■ Things to do:
(1) Using the Horowitz passage, decide whether each statement agrees with it, answering yes or no and quoting the words that decide it: (a) Horowitz made the claim on the March 2 edition of MSNBC's Scarborough Country. (b) Horowitz is editor-in-chief of FrontPageMag.com. (c) Bennish has been fired from his teaching job.
(2) Repeat everything in the Horowitz passage from "According to statistics" down to "this an aberration?".

■ Passage for review:
◆ ◆ ◆ ◆ ◆ ◆ ◆
Horowitz: “There are 50,000 professors ... [who] identify with the terrorists”

On MSNBC's Scarborough Country, right-wing activist David Horowitz claimed that "[t]here are 50,000 professors" who are “anti-American” and “identify with the terrorists.” There are just over 400,000 tenured and tenure-track full-time university professors in the United States. If Horowitz's numbers are accurate, that means approximately one out of every eight tenured or tenure-track college and university professors is a terrorist sympathizer.


On the March 2 edition of MSNBC's Scarborough Country, right-wing activist David Horowitz claimed that "[t]here are 50,000 professors" who are “anti-American” and “identify with the terrorists.” Horowitz, the president of Students for Academic Freedom and a proponent of an "Academic Bill of Rights" for American universities, is the author of The Professors: The 101 Most Dangerous Academics in America (Regnery, January 2006).

According to statistics from the Department of Education, there are just over 400,000 tenured and tenure-track full-time university professors* in the United States. If Horowitz's numbers are accurate, that means approximately one out of every eight tenured or tenure-track college and university professors is a terrorist sympathizer.

From the March 2 edition of MSNBC's Scarborough Country:

MICHAEL SMERCONISH (guest host): David Horowitz, you wrote a book, your new book where you expose this on college campuses. Do you think what we're talking about now is symptomatic of what's going on across the country or is this an aberration?

HOROWITZ: There are 50,000 professors with the views of [fellow Scarborough Country guest and Citizens for Legitimate Government founder Michael] Rectenwald and [Colorado high school teacher] Jay Bennish, who are anti-American, they're radicals, they identify with the terrorists, they think of them as freedom fighters. It's a huge danger for the country. And I tell you, if there was a Christian teacher who was ranting in that way against abortion in the classroom, they would be toast.

Bennish is accused of issuing, during a class, what Horowitz has described as “a Communist political rant on the evils of America, capitalism and George Bush in that order.” Bennish has been suspended from his job pending an investigation; Horowitz wrote: “May his suspension last a long time and be a warning to other teachers who think that abusing their students serves a higher cause.”

*Tenured and tenure-track professorships are, according to Horowitz, the positions of significance on college and university campuses. He wrote in an April 2003 column for FrontPageMag.com, of which he is editor-in-chief: “Now it is virtually impossible for a vocal conservative to be hired for a tenure-track position on a faculty anywhere, or to receive tenure if so hired. The conservative faculty members I encounter who have achieved this feat, invariably tell me that they were forced to keep their political orientation to themselves until they achieved tenure. Alternatively, they were hired and tenured twenty years ago before the left secured its grip on the hiring process.”
◆ ◆ ◆ ◆ ◆ ◆ ◆
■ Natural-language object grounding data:
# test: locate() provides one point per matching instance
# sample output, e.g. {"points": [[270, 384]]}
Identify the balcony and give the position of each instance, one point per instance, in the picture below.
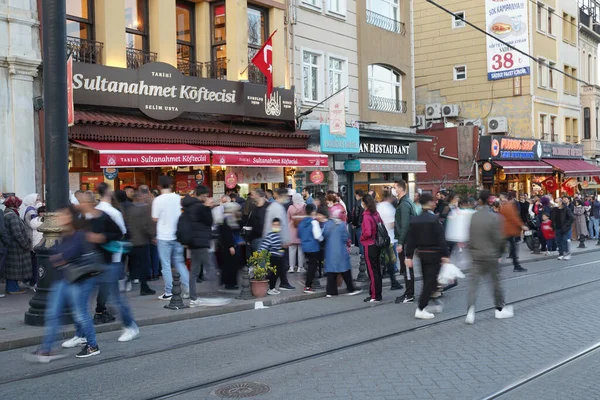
{"points": [[136, 58], [85, 51], [386, 23], [387, 105]]}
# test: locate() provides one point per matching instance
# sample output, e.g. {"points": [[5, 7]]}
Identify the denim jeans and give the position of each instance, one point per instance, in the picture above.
{"points": [[561, 241], [172, 250], [110, 278]]}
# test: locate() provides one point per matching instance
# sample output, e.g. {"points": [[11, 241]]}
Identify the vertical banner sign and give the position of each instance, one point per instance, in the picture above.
{"points": [[507, 21], [70, 107], [337, 114]]}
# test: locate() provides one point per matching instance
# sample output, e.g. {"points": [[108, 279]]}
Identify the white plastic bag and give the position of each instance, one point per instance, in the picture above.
{"points": [[449, 273]]}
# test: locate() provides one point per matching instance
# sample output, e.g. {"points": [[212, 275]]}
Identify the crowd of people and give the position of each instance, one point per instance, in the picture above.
{"points": [[139, 235]]}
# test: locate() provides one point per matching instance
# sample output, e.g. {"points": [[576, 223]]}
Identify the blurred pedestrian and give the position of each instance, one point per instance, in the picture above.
{"points": [[487, 245], [372, 253], [426, 235], [17, 263]]}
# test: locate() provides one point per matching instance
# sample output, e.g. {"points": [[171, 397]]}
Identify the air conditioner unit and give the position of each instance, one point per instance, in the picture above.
{"points": [[498, 125], [433, 111], [450, 110]]}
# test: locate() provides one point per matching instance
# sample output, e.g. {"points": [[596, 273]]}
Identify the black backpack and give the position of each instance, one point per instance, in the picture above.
{"points": [[185, 229]]}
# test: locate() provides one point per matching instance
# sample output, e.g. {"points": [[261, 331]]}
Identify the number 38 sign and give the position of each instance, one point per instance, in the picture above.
{"points": [[507, 21]]}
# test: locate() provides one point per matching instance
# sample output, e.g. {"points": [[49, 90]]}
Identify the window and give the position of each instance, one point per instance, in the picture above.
{"points": [[385, 89], [550, 28], [312, 80], [543, 118], [460, 72], [257, 34], [458, 22], [542, 79], [541, 17], [80, 19], [587, 131], [337, 7], [136, 24], [186, 54], [552, 75]]}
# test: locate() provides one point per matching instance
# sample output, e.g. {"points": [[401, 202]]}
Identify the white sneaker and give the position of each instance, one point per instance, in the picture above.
{"points": [[507, 312], [75, 341], [423, 314], [470, 316], [129, 334]]}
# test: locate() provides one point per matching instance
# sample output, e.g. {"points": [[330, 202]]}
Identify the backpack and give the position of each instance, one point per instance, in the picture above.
{"points": [[185, 229], [382, 239]]}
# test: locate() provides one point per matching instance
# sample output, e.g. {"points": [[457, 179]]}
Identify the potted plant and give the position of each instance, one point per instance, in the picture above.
{"points": [[261, 268]]}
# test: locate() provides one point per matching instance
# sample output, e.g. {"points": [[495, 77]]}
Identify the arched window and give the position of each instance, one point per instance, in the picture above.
{"points": [[385, 89]]}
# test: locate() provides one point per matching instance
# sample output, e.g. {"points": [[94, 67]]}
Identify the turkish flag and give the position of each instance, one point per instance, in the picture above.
{"points": [[264, 62]]}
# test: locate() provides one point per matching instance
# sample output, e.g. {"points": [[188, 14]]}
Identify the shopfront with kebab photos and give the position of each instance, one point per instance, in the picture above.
{"points": [[131, 126]]}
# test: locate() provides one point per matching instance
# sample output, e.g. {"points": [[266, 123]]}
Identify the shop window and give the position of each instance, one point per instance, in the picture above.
{"points": [[587, 133], [186, 38]]}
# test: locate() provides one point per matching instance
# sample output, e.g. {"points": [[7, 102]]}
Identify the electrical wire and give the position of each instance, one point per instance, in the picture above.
{"points": [[458, 17]]}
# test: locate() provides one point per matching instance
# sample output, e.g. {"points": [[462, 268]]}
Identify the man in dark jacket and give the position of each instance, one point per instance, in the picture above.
{"points": [[202, 222], [142, 230], [562, 221], [426, 234], [404, 212]]}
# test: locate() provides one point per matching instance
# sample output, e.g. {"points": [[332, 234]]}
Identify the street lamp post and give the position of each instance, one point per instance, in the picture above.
{"points": [[56, 149]]}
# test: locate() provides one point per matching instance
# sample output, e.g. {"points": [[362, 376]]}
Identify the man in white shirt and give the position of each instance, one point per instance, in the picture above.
{"points": [[166, 210], [387, 211]]}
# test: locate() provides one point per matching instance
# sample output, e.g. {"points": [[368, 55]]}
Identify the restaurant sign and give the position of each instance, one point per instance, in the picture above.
{"points": [[161, 92], [509, 148], [562, 150]]}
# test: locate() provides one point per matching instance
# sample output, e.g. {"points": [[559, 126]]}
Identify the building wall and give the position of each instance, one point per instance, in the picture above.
{"points": [[19, 61], [379, 46], [318, 30]]}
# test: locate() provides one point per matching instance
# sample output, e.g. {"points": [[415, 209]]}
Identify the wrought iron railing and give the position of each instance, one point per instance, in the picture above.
{"points": [[216, 69], [386, 23], [386, 104], [85, 51], [136, 57], [255, 76]]}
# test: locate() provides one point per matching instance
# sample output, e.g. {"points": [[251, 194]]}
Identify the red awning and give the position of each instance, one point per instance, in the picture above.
{"points": [[574, 167], [258, 157], [524, 167], [124, 155]]}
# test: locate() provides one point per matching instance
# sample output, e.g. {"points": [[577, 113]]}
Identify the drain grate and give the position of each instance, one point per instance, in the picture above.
{"points": [[241, 390]]}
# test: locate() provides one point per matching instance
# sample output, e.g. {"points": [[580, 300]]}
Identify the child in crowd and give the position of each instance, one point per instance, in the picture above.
{"points": [[548, 232]]}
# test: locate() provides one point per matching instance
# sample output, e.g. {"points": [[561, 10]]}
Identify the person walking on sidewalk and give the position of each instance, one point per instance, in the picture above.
{"points": [[310, 234], [562, 220], [372, 253], [513, 226], [166, 210], [390, 256], [404, 212], [142, 231], [426, 234], [486, 245]]}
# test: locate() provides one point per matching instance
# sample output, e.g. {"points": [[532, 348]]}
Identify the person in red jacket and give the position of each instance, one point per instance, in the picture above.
{"points": [[367, 238], [548, 232]]}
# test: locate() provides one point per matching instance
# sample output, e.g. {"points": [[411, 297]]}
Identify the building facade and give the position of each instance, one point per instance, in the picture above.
{"points": [[20, 161]]}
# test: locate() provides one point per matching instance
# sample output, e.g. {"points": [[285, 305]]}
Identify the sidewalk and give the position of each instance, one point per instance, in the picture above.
{"points": [[148, 310]]}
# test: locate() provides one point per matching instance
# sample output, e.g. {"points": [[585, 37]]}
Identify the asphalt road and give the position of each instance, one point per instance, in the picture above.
{"points": [[340, 348]]}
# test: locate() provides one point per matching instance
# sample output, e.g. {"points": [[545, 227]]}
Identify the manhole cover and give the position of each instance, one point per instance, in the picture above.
{"points": [[241, 390]]}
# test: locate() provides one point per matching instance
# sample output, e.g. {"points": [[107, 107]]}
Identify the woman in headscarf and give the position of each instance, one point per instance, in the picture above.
{"points": [[29, 212], [17, 265], [229, 245], [296, 212]]}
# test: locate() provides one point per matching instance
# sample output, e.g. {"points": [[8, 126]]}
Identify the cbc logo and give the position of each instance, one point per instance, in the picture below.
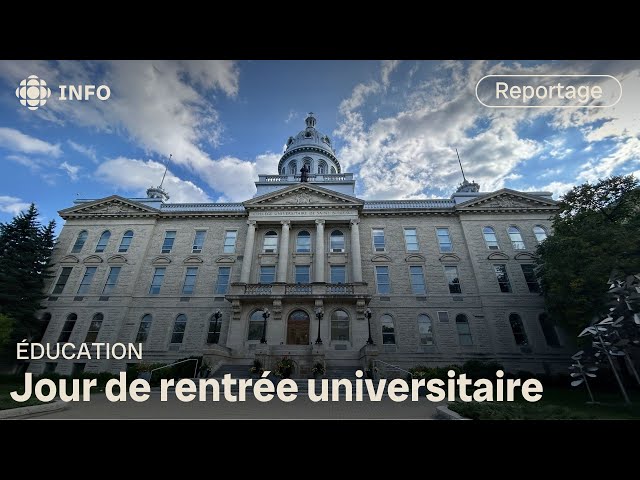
{"points": [[33, 92]]}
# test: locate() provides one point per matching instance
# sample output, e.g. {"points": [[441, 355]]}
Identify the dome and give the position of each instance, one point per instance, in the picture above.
{"points": [[311, 147]]}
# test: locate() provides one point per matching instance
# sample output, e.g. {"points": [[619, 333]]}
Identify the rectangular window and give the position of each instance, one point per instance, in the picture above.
{"points": [[190, 280], [382, 279], [112, 280], [378, 239], [503, 278], [67, 328], [222, 283], [156, 282], [62, 279], [338, 274], [444, 240], [169, 238], [530, 277], [451, 272], [303, 274], [198, 241], [85, 284], [230, 237], [267, 274], [411, 240], [94, 329], [417, 279]]}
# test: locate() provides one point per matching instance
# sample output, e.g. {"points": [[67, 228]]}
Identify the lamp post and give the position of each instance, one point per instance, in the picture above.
{"points": [[319, 315], [367, 313], [265, 315], [216, 320]]}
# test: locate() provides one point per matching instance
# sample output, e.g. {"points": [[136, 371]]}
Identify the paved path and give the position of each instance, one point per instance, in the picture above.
{"points": [[301, 408]]}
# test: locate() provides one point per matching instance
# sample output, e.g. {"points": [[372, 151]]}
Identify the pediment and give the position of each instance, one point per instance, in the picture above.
{"points": [[161, 260], [113, 206], [449, 257], [507, 200], [92, 259], [498, 256], [303, 196], [225, 259], [192, 260], [117, 259], [415, 258]]}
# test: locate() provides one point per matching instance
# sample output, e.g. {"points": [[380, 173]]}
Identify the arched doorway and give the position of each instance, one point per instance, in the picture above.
{"points": [[298, 328]]}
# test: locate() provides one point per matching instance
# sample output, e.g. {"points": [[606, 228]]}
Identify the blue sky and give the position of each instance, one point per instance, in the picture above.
{"points": [[394, 124]]}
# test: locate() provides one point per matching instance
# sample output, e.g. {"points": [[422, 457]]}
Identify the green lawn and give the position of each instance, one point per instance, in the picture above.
{"points": [[556, 403], [5, 399]]}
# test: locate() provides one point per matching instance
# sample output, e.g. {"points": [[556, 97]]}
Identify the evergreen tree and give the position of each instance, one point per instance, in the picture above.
{"points": [[25, 250], [595, 233]]}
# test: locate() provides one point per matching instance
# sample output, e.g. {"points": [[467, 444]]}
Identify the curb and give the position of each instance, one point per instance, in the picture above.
{"points": [[443, 413], [34, 410]]}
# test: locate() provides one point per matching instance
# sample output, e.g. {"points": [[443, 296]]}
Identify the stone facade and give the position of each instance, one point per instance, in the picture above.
{"points": [[341, 261]]}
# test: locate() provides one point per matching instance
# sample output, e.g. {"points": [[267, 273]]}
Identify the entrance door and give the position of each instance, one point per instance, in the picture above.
{"points": [[298, 328]]}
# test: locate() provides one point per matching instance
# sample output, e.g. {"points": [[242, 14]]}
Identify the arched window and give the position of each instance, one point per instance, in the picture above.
{"points": [[339, 325], [516, 238], [256, 323], [490, 238], [94, 328], [540, 233], [82, 237], [67, 328], [178, 328], [337, 241], [425, 328], [303, 242], [143, 329], [517, 327], [213, 335], [125, 243], [549, 330], [464, 331], [388, 330], [270, 244], [102, 243]]}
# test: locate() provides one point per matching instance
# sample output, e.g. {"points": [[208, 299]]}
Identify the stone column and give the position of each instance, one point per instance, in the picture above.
{"points": [[247, 260], [283, 252], [356, 258], [319, 253]]}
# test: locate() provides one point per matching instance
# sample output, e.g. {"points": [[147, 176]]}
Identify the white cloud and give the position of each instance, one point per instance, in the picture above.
{"points": [[70, 170], [166, 107], [89, 152], [135, 176], [388, 66], [17, 141], [12, 205]]}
◆ ◆ ◆ ◆ ◆ ◆ ◆
■ Results of the tasks:
(1)
(a) Yes: "On the March 2 edition of MSNBC's Scarborough Country, right-wing activist David Horowitz claimed that"
(b) Yes: "FrontPageMag.com, of which he is editor-in-chief"
(c) No: "Bennish has been suspended from his job pending an investigation"

(2)
According to statistics from the Department of Education, there are just over 400,000 tenured and tenure-track full-time university professors* in the United States. If Horowitz's numbers are accurate, that means approximately one out of every eight tenured or tenure-track college and university professors is a terrorist sympathizer.

From the March 2 edition of MSNBC's Scarborough Country:

MICHAEL SMERCONISH (guest host): David Horowitz, you wrote a book, your new book where you expose this on college campuses. Do you think what we're talking about now is symptomatic of what's going on across the country or is this an aberration?